ASSIGNED TASK: Print the first line of the data below and every one after it, through the line containing "Target = lower lip", exactly as written.

RECORDS:
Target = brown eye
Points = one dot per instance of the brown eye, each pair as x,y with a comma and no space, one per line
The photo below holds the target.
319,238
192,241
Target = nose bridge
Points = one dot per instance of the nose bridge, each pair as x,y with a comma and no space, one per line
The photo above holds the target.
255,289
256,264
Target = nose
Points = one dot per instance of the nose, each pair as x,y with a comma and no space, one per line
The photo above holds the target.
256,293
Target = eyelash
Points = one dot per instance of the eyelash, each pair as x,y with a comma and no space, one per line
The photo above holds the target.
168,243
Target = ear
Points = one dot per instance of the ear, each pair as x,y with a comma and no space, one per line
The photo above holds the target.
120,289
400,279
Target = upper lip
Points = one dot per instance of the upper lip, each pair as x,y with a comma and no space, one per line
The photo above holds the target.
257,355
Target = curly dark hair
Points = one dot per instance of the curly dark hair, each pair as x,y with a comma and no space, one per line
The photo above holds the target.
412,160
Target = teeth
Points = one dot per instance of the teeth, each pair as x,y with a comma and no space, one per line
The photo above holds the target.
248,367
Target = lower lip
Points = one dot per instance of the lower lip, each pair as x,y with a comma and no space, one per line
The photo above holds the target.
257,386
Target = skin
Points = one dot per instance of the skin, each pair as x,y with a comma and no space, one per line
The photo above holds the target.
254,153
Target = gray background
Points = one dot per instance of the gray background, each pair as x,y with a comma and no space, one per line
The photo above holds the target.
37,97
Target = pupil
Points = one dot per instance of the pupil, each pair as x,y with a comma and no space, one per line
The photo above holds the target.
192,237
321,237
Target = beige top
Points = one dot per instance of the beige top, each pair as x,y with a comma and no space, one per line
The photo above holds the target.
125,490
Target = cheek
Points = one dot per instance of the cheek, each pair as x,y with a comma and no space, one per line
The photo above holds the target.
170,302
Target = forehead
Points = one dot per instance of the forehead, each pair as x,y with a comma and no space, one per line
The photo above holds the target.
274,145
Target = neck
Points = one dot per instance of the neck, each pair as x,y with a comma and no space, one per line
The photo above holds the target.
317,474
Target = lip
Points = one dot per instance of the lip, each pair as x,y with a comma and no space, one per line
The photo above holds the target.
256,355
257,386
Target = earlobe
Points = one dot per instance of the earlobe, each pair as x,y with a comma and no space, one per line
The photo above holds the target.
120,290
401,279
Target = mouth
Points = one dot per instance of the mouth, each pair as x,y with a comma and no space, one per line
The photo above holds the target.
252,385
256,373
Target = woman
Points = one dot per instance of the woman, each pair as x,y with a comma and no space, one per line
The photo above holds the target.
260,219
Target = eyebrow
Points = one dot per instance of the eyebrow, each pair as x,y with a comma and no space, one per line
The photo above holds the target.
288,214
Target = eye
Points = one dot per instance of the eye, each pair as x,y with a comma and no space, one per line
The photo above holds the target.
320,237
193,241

ANSWER AREA:
Target = brown eye
Points = one dot per instance of the brown eye, each pair as x,y with a comma and no space, one per line
The photo below holds the target.
319,238
192,241
Target = nose bridge
Points = one dot per instance of the nose bridge, each pair as x,y with a comma and no space, one per line
The photo above holds the target.
255,289
256,264
Target = nose
Points = one dot per instance of the nose, each pair as x,y with a comma and no space, one per line
The photo above holds the target.
256,293
Target = eyelash
Points = one dot per instance of the eyelash, each pair as x,y with a comma and no space, one per line
The photo above holds the target.
168,243
Target = ear
Points = one dot per instance of the ear, each pair as x,y with a comma and no space, one per line
The photo above holds the target.
120,289
400,279
Target = upper lip
Points = one dot per instance of the upper lip, each pair as x,y with a comma and no space, one per line
The photo above holds the target.
257,355
Target = curly dark hair
Points = one dot per instance of the curly dark hair, each pair as x,y with a comma and no space, one per line
The photo above holds the target.
412,160
Target = teeth
Points = one dot per instance of the teeth, each pair as x,y with a comma and no space, one per line
The photo above holds the target.
248,367
Target = lower lip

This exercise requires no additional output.